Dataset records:

■ ■ ■ ■ ■ ■ ■

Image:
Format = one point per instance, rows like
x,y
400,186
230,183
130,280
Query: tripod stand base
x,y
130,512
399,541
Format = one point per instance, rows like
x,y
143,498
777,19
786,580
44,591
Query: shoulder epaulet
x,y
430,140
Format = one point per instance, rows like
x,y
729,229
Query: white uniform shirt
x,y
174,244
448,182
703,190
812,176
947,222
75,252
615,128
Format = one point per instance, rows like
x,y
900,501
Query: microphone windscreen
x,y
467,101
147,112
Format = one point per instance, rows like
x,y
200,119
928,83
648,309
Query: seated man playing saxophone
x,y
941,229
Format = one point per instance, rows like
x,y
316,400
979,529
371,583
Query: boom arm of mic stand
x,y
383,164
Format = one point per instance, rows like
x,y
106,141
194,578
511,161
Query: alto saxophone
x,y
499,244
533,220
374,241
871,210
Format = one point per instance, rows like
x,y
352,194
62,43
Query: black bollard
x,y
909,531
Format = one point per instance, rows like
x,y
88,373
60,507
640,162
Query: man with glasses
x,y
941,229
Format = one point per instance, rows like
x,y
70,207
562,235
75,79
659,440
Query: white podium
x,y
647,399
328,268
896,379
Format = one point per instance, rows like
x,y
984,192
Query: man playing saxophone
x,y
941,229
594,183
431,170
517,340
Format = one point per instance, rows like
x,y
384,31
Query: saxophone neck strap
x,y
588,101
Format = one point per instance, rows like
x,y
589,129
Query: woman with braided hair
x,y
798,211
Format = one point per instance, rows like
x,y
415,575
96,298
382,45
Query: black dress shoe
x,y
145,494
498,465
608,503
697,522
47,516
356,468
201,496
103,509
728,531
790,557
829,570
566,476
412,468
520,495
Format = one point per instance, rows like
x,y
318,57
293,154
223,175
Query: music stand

■ ■ ■ ■ ■ ■ ■

* [THE EXERCISE]: How many lines in the rows above contain the word "playing"? Reply with the number alone.

* [FINAL RESULT]: 2